**Given instruction:**
Copy the records below, swapping every occurrence of "drop a single dot" for "place one marker" and leaving everything else unchanged.

begin Supplied information

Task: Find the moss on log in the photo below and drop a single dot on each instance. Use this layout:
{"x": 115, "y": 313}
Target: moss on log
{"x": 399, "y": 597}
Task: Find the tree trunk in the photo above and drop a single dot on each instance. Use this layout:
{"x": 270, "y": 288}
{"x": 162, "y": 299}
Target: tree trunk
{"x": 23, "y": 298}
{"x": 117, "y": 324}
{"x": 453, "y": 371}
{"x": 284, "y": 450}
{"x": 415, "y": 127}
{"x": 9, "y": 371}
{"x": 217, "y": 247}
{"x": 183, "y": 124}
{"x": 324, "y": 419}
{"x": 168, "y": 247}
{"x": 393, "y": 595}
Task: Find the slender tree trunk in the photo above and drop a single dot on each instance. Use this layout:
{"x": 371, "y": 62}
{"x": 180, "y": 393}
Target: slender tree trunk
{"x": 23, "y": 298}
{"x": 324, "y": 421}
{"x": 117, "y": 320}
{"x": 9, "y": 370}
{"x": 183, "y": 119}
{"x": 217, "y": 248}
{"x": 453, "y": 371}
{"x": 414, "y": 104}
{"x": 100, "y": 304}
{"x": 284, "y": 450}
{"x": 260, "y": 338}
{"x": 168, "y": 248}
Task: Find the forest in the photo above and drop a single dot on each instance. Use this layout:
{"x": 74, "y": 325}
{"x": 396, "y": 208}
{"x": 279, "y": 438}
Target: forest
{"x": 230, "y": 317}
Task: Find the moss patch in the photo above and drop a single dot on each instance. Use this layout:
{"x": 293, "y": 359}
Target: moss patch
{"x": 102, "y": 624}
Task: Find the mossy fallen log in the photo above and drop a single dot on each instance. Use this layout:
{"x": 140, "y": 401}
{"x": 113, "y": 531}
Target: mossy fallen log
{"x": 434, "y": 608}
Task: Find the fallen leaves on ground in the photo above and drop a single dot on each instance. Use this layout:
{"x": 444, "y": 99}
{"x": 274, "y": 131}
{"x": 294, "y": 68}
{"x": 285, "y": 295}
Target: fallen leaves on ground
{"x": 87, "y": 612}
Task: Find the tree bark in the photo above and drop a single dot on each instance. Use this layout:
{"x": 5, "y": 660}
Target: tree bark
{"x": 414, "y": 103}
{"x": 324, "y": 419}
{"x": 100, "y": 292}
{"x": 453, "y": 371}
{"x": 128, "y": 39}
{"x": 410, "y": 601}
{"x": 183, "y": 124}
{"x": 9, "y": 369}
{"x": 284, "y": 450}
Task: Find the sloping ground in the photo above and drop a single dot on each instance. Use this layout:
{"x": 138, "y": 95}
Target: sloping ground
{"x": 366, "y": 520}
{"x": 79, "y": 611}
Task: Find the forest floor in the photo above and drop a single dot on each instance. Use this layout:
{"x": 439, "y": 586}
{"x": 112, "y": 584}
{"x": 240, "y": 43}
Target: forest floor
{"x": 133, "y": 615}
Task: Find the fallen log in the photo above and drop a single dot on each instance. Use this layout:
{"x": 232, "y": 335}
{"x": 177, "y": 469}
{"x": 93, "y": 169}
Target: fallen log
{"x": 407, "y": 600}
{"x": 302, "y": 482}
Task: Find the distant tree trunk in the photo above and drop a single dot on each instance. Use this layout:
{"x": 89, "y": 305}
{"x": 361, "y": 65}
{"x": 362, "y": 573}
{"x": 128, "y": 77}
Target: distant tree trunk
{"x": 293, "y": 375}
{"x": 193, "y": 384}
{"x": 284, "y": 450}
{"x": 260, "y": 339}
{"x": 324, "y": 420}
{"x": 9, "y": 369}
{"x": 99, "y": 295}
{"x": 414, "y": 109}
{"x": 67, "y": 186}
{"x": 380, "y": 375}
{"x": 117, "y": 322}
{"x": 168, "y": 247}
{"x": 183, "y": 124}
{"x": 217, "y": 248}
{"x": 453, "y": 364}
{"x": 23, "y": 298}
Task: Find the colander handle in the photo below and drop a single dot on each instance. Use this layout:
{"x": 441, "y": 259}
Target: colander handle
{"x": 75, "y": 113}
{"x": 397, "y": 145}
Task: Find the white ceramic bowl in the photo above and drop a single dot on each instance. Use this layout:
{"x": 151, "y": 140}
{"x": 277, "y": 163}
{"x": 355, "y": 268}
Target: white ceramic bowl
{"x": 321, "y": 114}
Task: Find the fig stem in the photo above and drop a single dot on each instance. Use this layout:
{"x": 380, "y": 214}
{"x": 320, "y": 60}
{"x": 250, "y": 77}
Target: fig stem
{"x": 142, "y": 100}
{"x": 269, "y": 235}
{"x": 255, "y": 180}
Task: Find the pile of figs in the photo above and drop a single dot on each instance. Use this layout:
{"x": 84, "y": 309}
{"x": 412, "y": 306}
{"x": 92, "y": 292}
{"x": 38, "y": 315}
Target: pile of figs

end Supplied information

**The reply:**
Task: Find the moss on log in the photo below and place one marker on each instance. Use this layout:
{"x": 115, "y": 313}
Target: moss on log
{"x": 399, "y": 597}
Task: Find the tree trunk in the photo above and place one marker on each instance. Use this layout:
{"x": 270, "y": 288}
{"x": 162, "y": 299}
Target: tree trunk
{"x": 23, "y": 298}
{"x": 117, "y": 324}
{"x": 453, "y": 371}
{"x": 284, "y": 450}
{"x": 415, "y": 127}
{"x": 9, "y": 371}
{"x": 217, "y": 247}
{"x": 183, "y": 124}
{"x": 324, "y": 419}
{"x": 168, "y": 247}
{"x": 393, "y": 595}
Task: Find the slender tree trunk in the photo above and place one marker on each instance. Use this layout:
{"x": 371, "y": 62}
{"x": 180, "y": 393}
Target: slender tree trunk
{"x": 23, "y": 298}
{"x": 324, "y": 421}
{"x": 117, "y": 320}
{"x": 9, "y": 370}
{"x": 183, "y": 119}
{"x": 217, "y": 248}
{"x": 453, "y": 371}
{"x": 414, "y": 104}
{"x": 100, "y": 304}
{"x": 284, "y": 450}
{"x": 260, "y": 338}
{"x": 168, "y": 248}
Task: Find the forest in the photo above and place one marker on each instance. Use this layout:
{"x": 74, "y": 325}
{"x": 396, "y": 208}
{"x": 279, "y": 438}
Target: forest
{"x": 230, "y": 317}
Task: Find the moss patch in the photo above and place one marker on each instance. Use this layout:
{"x": 293, "y": 359}
Target: moss patch
{"x": 102, "y": 624}
Task: Find the mossy fallen log in the photo above and place one marker on each instance. Use this layout:
{"x": 140, "y": 401}
{"x": 113, "y": 531}
Target: mossy fallen log
{"x": 434, "y": 608}
Task: Find the fallen leaves on ground in the photo above and place one marker on each instance. Use this layout:
{"x": 444, "y": 99}
{"x": 274, "y": 131}
{"x": 294, "y": 68}
{"x": 285, "y": 295}
Target: fallen leaves on ground
{"x": 87, "y": 612}
Task: Find the tree bark in the photo above and place one marker on each instance. Use this layout:
{"x": 5, "y": 660}
Target: tree bark
{"x": 414, "y": 103}
{"x": 324, "y": 419}
{"x": 100, "y": 292}
{"x": 453, "y": 371}
{"x": 128, "y": 39}
{"x": 410, "y": 601}
{"x": 183, "y": 124}
{"x": 9, "y": 369}
{"x": 284, "y": 450}
Task: Find the sloping ground in the photo above and place one marker on each instance. Use this layout:
{"x": 138, "y": 95}
Target: sloping ground
{"x": 366, "y": 520}
{"x": 79, "y": 611}
Task: Find the forest floor in the photo above and place one marker on each instance. Use this layout:
{"x": 439, "y": 586}
{"x": 112, "y": 584}
{"x": 240, "y": 43}
Target: forest floor
{"x": 133, "y": 615}
Task: Find the fallen log in the photo above and place one marker on each instance. Use this layout:
{"x": 232, "y": 335}
{"x": 177, "y": 469}
{"x": 93, "y": 169}
Target: fallen log
{"x": 407, "y": 600}
{"x": 302, "y": 482}
Task: Find the distant tree trunk in the photo above and place one marker on each instance. Use this layout:
{"x": 89, "y": 305}
{"x": 361, "y": 65}
{"x": 362, "y": 573}
{"x": 128, "y": 77}
Target: distant tree trunk
{"x": 293, "y": 375}
{"x": 193, "y": 384}
{"x": 284, "y": 450}
{"x": 260, "y": 339}
{"x": 324, "y": 420}
{"x": 9, "y": 369}
{"x": 99, "y": 295}
{"x": 414, "y": 109}
{"x": 67, "y": 186}
{"x": 380, "y": 375}
{"x": 117, "y": 322}
{"x": 168, "y": 247}
{"x": 183, "y": 124}
{"x": 217, "y": 248}
{"x": 453, "y": 364}
{"x": 23, "y": 298}
Task: Find the colander handle in the photo below and place one marker on each instance. Use this layout:
{"x": 441, "y": 259}
Target: colander handle
{"x": 75, "y": 113}
{"x": 397, "y": 145}
Task: Find the white ceramic bowl in the photo above and place one marker on each instance. Use this layout:
{"x": 151, "y": 140}
{"x": 277, "y": 163}
{"x": 355, "y": 268}
Target: white ceramic bowl
{"x": 321, "y": 114}
Task: Find the fig stem in the photo above and place one marker on each instance. Use this layout:
{"x": 380, "y": 214}
{"x": 320, "y": 60}
{"x": 250, "y": 77}
Target: fig stem
{"x": 142, "y": 100}
{"x": 269, "y": 235}
{"x": 255, "y": 180}
Task: Find the pile of figs in the photo above and place one marker on each instance. Use this layout:
{"x": 84, "y": 309}
{"x": 412, "y": 306}
{"x": 92, "y": 292}
{"x": 38, "y": 315}
Target: pile of figs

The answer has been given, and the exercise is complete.